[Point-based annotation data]
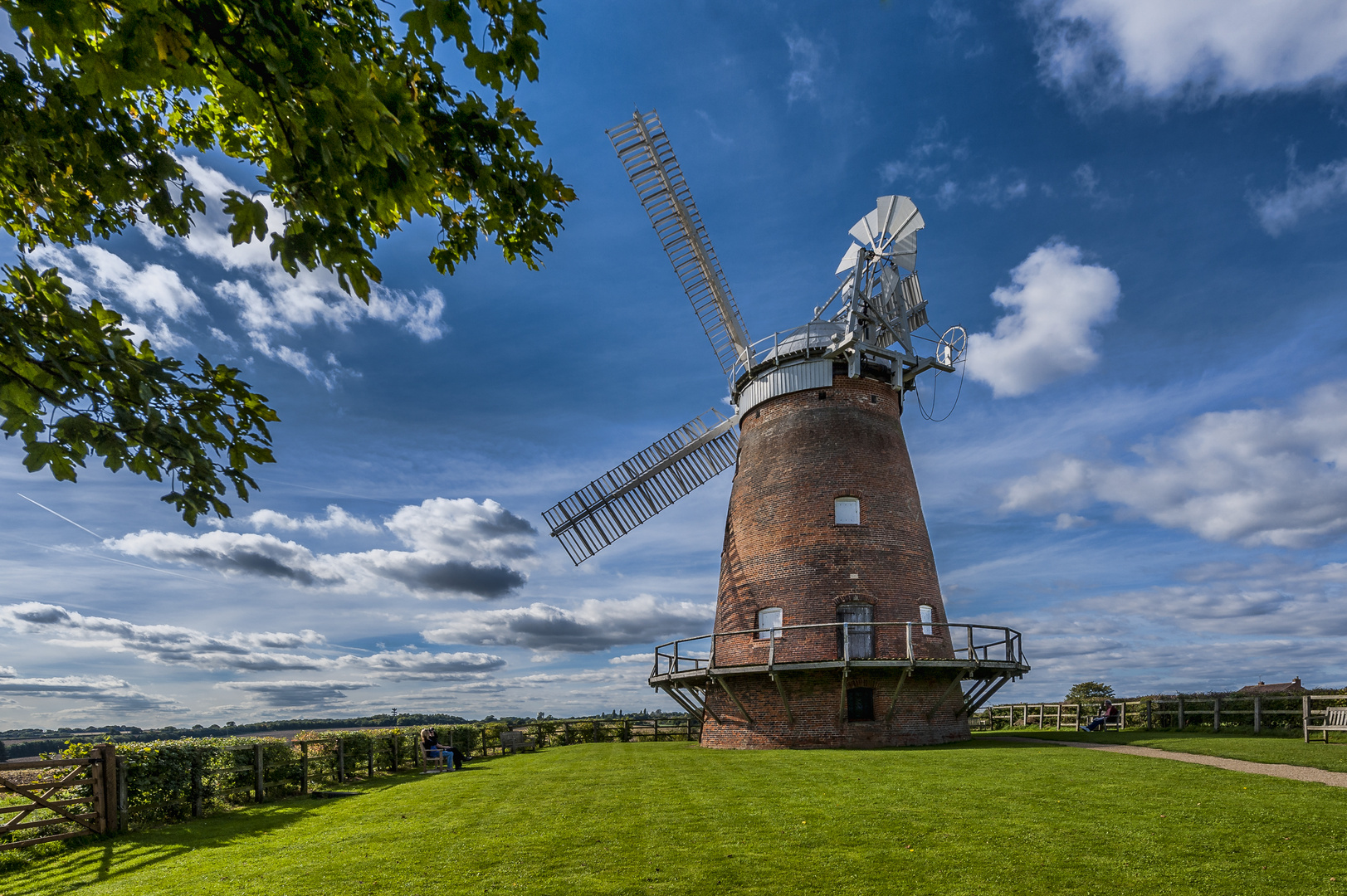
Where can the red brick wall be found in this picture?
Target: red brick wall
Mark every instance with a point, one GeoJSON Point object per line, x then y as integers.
{"type": "Point", "coordinates": [783, 548]}
{"type": "Point", "coordinates": [815, 699]}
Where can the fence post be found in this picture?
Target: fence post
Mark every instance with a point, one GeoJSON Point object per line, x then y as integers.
{"type": "Point", "coordinates": [123, 810]}
{"type": "Point", "coordinates": [198, 807]}
{"type": "Point", "coordinates": [259, 770]}
{"type": "Point", "coordinates": [103, 772]}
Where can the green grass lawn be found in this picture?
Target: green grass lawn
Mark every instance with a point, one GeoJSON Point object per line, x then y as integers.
{"type": "Point", "coordinates": [1264, 748]}
{"type": "Point", "coordinates": [674, 818]}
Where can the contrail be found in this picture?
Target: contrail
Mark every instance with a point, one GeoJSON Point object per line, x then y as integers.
{"type": "Point", "coordinates": [54, 514]}
{"type": "Point", "coordinates": [105, 559]}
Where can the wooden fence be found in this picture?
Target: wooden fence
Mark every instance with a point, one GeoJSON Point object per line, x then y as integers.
{"type": "Point", "coordinates": [1165, 713]}
{"type": "Point", "coordinates": [71, 796]}
{"type": "Point", "coordinates": [62, 798]}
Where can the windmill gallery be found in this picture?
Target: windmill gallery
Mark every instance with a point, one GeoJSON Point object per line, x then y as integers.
{"type": "Point", "coordinates": [830, 630]}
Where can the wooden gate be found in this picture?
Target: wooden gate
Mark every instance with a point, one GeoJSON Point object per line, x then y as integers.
{"type": "Point", "coordinates": [71, 796]}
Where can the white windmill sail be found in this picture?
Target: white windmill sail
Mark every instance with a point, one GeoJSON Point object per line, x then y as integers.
{"type": "Point", "coordinates": [642, 485]}
{"type": "Point", "coordinates": [646, 153]}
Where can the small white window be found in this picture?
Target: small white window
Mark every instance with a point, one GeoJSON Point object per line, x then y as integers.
{"type": "Point", "coordinates": [769, 623]}
{"type": "Point", "coordinates": [847, 511]}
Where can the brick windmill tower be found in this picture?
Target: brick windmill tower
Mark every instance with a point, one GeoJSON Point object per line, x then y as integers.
{"type": "Point", "coordinates": [830, 630]}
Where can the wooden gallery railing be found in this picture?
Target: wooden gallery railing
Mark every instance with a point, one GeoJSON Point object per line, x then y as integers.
{"type": "Point", "coordinates": [1164, 713]}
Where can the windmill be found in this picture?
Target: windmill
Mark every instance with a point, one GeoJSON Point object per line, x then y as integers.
{"type": "Point", "coordinates": [830, 627]}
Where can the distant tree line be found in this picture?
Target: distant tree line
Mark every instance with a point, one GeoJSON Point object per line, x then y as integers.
{"type": "Point", "coordinates": [39, 740]}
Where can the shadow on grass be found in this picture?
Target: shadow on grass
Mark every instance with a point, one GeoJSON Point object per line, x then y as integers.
{"type": "Point", "coordinates": [78, 863]}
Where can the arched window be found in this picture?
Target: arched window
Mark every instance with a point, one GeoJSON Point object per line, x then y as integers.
{"type": "Point", "coordinates": [847, 511]}
{"type": "Point", "coordinates": [858, 643]}
{"type": "Point", "coordinates": [769, 623]}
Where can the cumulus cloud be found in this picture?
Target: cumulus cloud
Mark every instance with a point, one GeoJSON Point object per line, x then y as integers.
{"type": "Point", "coordinates": [240, 651]}
{"type": "Point", "coordinates": [464, 528]}
{"type": "Point", "coordinates": [96, 272]}
{"type": "Point", "coordinates": [112, 694]}
{"type": "Point", "coordinates": [458, 548]}
{"type": "Point", "coordinates": [1276, 476]}
{"type": "Point", "coordinates": [593, 626]}
{"type": "Point", "coordinates": [1157, 49]}
{"type": "Point", "coordinates": [806, 68]}
{"type": "Point", "coordinates": [1321, 187]}
{"type": "Point", "coordinates": [335, 520]}
{"type": "Point", "coordinates": [1055, 304]}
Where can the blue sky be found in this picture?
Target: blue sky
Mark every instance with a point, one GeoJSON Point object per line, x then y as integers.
{"type": "Point", "coordinates": [1139, 211]}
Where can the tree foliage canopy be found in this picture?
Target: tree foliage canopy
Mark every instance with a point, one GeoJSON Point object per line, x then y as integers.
{"type": "Point", "coordinates": [1087, 691]}
{"type": "Point", "coordinates": [354, 127]}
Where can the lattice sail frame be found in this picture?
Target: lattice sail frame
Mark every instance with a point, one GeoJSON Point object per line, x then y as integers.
{"type": "Point", "coordinates": [653, 170]}
{"type": "Point", "coordinates": [642, 485]}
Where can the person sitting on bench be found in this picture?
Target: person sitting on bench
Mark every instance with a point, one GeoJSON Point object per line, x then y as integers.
{"type": "Point", "coordinates": [430, 744]}
{"type": "Point", "coordinates": [1107, 716]}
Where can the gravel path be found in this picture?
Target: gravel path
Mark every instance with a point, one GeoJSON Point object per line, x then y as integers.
{"type": "Point", "coordinates": [1292, 772]}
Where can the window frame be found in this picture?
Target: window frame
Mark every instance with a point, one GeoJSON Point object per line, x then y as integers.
{"type": "Point", "coordinates": [772, 631]}
{"type": "Point", "coordinates": [847, 500]}
{"type": "Point", "coordinates": [857, 630]}
{"type": "Point", "coordinates": [927, 615]}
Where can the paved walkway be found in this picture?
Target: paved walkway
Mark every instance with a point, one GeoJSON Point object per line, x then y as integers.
{"type": "Point", "coordinates": [1293, 772]}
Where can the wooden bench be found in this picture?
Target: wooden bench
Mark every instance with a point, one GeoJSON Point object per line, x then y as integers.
{"type": "Point", "coordinates": [434, 763]}
{"type": "Point", "coordinates": [1335, 720]}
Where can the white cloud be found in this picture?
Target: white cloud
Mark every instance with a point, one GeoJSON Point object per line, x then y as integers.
{"type": "Point", "coordinates": [806, 66]}
{"type": "Point", "coordinates": [295, 693]}
{"type": "Point", "coordinates": [1055, 302]}
{"type": "Point", "coordinates": [1254, 476]}
{"type": "Point", "coordinates": [461, 548]}
{"type": "Point", "coordinates": [1206, 49]}
{"type": "Point", "coordinates": [593, 626]}
{"type": "Point", "coordinates": [462, 528]}
{"type": "Point", "coordinates": [110, 694]}
{"type": "Point", "coordinates": [1304, 193]}
{"type": "Point", "coordinates": [240, 651]}
{"type": "Point", "coordinates": [335, 520]}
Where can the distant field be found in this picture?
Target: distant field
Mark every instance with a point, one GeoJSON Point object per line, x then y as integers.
{"type": "Point", "coordinates": [1264, 748]}
{"type": "Point", "coordinates": [675, 818]}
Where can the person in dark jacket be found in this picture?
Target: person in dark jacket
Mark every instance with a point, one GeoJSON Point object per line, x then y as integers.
{"type": "Point", "coordinates": [1107, 716]}
{"type": "Point", "coordinates": [430, 744]}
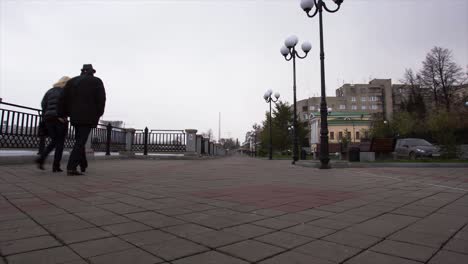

__Exercise goal__:
Rewrite the lines from the one with "Where can the wooden bench" through the end of the records, requests included. Multiply every coordinate in the answers by 2.35, round each result to a whole number with halves rounded up, and leave the pictures out.

__Solution below__:
Where can the wooden bench be found in this picture?
Target: wooden bench
Mark every instance with a point, one GeoJSON Point object per line, x then y as integers.
{"type": "Point", "coordinates": [1020, 1793]}
{"type": "Point", "coordinates": [3137, 1692]}
Where can the white cloud be found in this picture?
Target: white cloud
Mark every instance with a point, one GeoJSON Point object per line, x then y as integers.
{"type": "Point", "coordinates": [1894, 155]}
{"type": "Point", "coordinates": [693, 1629]}
{"type": "Point", "coordinates": [2479, 710]}
{"type": "Point", "coordinates": [2947, 1119]}
{"type": "Point", "coordinates": [1083, 1288]}
{"type": "Point", "coordinates": [2834, 115]}
{"type": "Point", "coordinates": [1394, 1471]}
{"type": "Point", "coordinates": [1086, 1241]}
{"type": "Point", "coordinates": [259, 1631]}
{"type": "Point", "coordinates": [3064, 454]}
{"type": "Point", "coordinates": [564, 1530]}
{"type": "Point", "coordinates": [787, 1222]}
Where can the distant field be found in this picture?
Target: distant field
Mark every instance with a point, one GeoJSON Point object per line, x then y as integers.
{"type": "Point", "coordinates": [2970, 1758]}
{"type": "Point", "coordinates": [1586, 1922]}
Where can the person in dark jacket be found in this picture?
Target: person in dark jacket
Mark every instance with a point, one GeoJSON Point object per line, x then y as integers.
{"type": "Point", "coordinates": [2601, 1683]}
{"type": "Point", "coordinates": [1011, 1748]}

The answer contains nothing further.